Records shown:
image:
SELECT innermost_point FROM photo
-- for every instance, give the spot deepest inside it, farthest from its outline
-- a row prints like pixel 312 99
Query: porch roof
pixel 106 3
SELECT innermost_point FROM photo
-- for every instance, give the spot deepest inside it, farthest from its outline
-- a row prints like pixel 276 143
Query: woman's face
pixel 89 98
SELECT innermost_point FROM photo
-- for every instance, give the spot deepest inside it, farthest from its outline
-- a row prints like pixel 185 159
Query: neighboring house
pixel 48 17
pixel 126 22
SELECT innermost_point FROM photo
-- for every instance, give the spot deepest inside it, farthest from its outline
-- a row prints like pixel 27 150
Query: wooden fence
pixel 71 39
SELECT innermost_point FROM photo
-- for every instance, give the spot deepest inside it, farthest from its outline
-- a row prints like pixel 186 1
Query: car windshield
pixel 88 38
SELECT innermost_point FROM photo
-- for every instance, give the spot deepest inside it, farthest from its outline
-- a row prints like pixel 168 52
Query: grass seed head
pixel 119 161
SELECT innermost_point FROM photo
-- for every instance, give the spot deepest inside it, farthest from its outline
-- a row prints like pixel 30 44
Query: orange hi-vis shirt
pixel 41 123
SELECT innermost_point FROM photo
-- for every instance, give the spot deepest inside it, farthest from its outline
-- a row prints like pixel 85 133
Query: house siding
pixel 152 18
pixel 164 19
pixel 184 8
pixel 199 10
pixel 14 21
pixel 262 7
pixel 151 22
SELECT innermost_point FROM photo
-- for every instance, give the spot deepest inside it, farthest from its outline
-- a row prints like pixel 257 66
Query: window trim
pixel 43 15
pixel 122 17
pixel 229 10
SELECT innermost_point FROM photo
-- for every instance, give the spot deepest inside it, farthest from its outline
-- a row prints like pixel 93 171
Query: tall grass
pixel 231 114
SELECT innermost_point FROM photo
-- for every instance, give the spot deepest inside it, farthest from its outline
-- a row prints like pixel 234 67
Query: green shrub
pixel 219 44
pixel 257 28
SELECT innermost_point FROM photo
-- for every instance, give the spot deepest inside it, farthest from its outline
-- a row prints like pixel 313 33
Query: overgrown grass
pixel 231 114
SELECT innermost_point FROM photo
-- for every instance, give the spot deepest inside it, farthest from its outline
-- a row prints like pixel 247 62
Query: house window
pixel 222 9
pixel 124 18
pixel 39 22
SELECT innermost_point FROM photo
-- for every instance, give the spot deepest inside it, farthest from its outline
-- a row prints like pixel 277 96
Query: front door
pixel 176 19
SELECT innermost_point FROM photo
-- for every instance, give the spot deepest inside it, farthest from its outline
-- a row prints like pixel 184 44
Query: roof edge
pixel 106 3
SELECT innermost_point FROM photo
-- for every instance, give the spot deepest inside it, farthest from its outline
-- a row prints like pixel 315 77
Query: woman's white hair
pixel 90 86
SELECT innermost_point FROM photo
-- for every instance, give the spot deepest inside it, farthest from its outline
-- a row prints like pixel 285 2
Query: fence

Goal of the exercise:
Rewrite every line of the entries above as a numbered list, omitting any blank lines.

Answer in full:
1. image:
2. SELECT innermost_point FROM photo
3. -- for every instance, give the spot deepest inside it, farthest from its outline
4. -- a row prints like pixel 312 99
5. Query: porch roof
6. pixel 106 3
7. SELECT innermost_point FROM photo
8. -- for every instance, give the spot deepest inside it, farthest from its outline
9. -- a row prints like pixel 276 143
10. Query: woman's face
11. pixel 89 98
12. SELECT innermost_point FROM photo
13. -- for every instance, give the spot deepest inside it, farthest from its outline
14. -- a row prints like pixel 185 159
15. Query: neighboring house
16. pixel 48 17
17. pixel 126 22
18. SELECT innermost_point FROM photo
19. -- for every instance, give the spot deepest inside it, farthest from its outline
20. -- a row prints like pixel 27 150
21. Query: wooden fence
22. pixel 71 39
23. SELECT innermost_point FROM photo
24. -- for every instance, give the spot deepest inside it, farthest from its outline
25. -- a row prints like pixel 186 1
26. Query: car windshield
27. pixel 88 38
28. SELECT innermost_point FROM photo
29. -- for every instance, give the spot deepest inside it, farthest from its outline
30. -- a row prints like pixel 168 52
31. Query: grass seed head
32. pixel 119 161
33. SELECT innermost_point FROM photo
34. -- for every instance, give the spot deepest inside it, farthest from its outline
35. -- a row prints like pixel 30 44
36. Query: orange hi-vis shirt
37. pixel 41 123
38. SELECT innermost_point FROM photo
39. -- for every instance, give the spot deepest inside it, farthest from its outline
40. -- a row prints like pixel 85 133
41. Query: house siding
42. pixel 152 18
43. pixel 164 19
44. pixel 184 8
45. pixel 199 10
46. pixel 14 21
47. pixel 262 7
48. pixel 151 22
49. SELECT innermost_point FROM photo
50. -- for every instance, give the spot deepest inside it, farthest from its outline
51. -- a row prints like pixel 257 66
52. Query: window trim
53. pixel 43 15
54. pixel 122 17
55. pixel 229 10
56. SELECT innermost_point FROM photo
57. -- for every instance, give the spot deepest inside it, farthest from its outline
58. -- a row prints like pixel 93 171
59. Query: tall grass
60. pixel 231 114
61. SELECT innermost_point FROM photo
62. -- for every instance, give the spot deepest inside it, farthest from its outline
63. -- a row prints like pixel 234 67
64. Query: green shrub
65. pixel 219 44
66. pixel 257 28
67. SELECT innermost_point FROM photo
68. -- for every instance, give the spot deepest inside it, farthest from its outline
69. -- a row prints like pixel 313 33
70. Query: overgrown grass
71. pixel 231 114
72. SELECT innermost_point FROM photo
73. -- for every instance, give the spot deepest inside it, farthest from its outline
74. -- a row prints like pixel 247 62
75. Query: house window
76. pixel 222 9
77. pixel 124 18
78. pixel 39 22
79. SELECT innermost_point FROM photo
80. -- for every instance, give the spot deepest inside it, farthest from its outline
81. -- a row prints like pixel 277 96
82. Query: front door
83. pixel 176 19
84. SELECT innermost_point FROM photo
85. -- for every instance, give the spot deepest inside it, farthest from its outline
86. -- a row prints like pixel 184 44
87. Query: roof edge
88. pixel 106 3
89. SELECT innermost_point FROM photo
90. -- for every instance, give the spot deepest inside it, farthest from its outline
91. -- a row prints like pixel 315 77
92. Query: woman's white hair
93. pixel 90 86
94. SELECT innermost_point FROM photo
95. -- for every instance, give the spot deepest inside it, farthest from its outline
96. -- a row prints like pixel 285 2
97. Query: fence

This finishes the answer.